**Reading text:**
Water Gone Bad
Looking out over the ocean, I marvel at how many times water has touched me today. Minutes after wakening I was brushing and flushing. The kettle provided a bit of morning comfort, and a faucet enabled me to clean the dishes. The flowers that add color to the porch received a drink. The ocean as a source of recreation cooled the body and refreshed the spirit. When I returned to the house a glass of ice water quenched my thirst. Then a shower washed off the sand and salty ocean water.
Never do I worry if there will be enough water. Never do I worry if it will be safe. This is my reality nine months of the year.
Then there are the other three months.
I am a pediatrician who travels to countries with limited infrastructure to care for rural children who have no access to a physician. It is here – in Guyana, Kenya, Nigeria, Peru – that water sometimes becomes the enemy. Children who just days before were running around and playing are brought to us with debilitating abdominal pain, diarrhea, vomiting, dehydration, and weight loss, their lips cracked, their mouths pasty and their eyes sunken. Some are too weak to hold up their heads.
This diarrhea stems from a bad water source – rain water collected off a roof that animals and birds have stooled on, or an open basin contaminated by a dipping spoon left on the ground and then placed back into the basin, or a stream contaminated upriver with an animal carcass or feces. I could go on and on.
Along with pneumonia, diarrhea is the leading killer of children under five in developing countries, the World Health Organization says. Parents are told repeatedly to boil their water, but the poor have just a few pennies for a piece of wood to cook their meals. Most times there isn’t the luxury of an extra piece of wood to bring water to a boil.
One country I frequent is Haiti, treating children and others in a cholera epidemic that has continued since October 2010. Cholera bacteria is spread by contaminated water, causing sudden, profuse diarrhea and dehydration. Although it has fallen out of the news, Haiti’s cholera outbreak has led to more than 8,500 deaths, according to the Pan American Health Organization.
Two other water-related calamities worsen Haiti’s health ordeal: hurricanes and floods. Within three weeks in late summer 2008, Hurricane Gustav, Tropical Storm Hanna, and Hurricane Ike devastated the country. Hundreds died and tens of thousands were left homeless. In September 2008, with a medical mission trip planned for Haiti, I anxiously watched the weather news. After three days of airport closure in the wake of Hurricane Ike, we were finally placed on one of the first flights to Port-au-Prince. As soon as we arrived, my phone rang. It was the Haitian Red Cross asking my team to help at a disaster site at Cabaret, a small town north of the capital.

**Records in a dataset:**

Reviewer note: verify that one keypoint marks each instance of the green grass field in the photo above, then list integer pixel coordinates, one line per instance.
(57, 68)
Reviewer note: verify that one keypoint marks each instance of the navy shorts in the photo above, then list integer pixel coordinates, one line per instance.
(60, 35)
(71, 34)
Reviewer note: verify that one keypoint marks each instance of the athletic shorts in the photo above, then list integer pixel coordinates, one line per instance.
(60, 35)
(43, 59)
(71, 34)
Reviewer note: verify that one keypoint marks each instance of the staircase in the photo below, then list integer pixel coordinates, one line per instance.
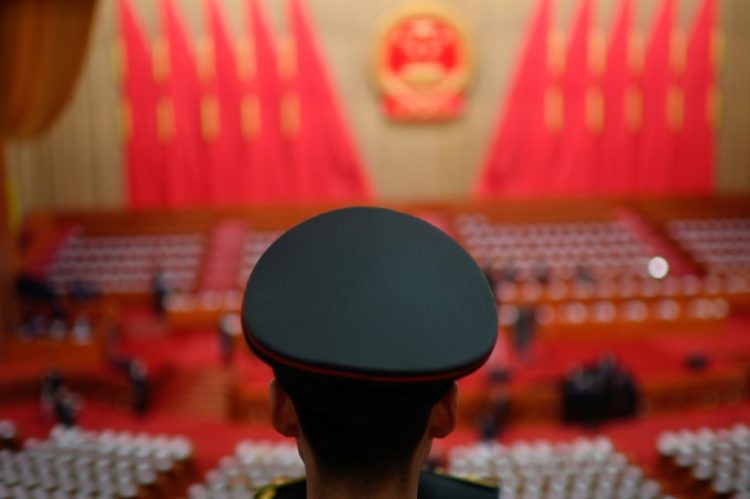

**What the task requires:** In the text about unsafe water, how many deaths has Haiti's cholera outbreak caused?

**Response to this exercise:** More than 8,500 deaths, according to the Pan American Health Organization.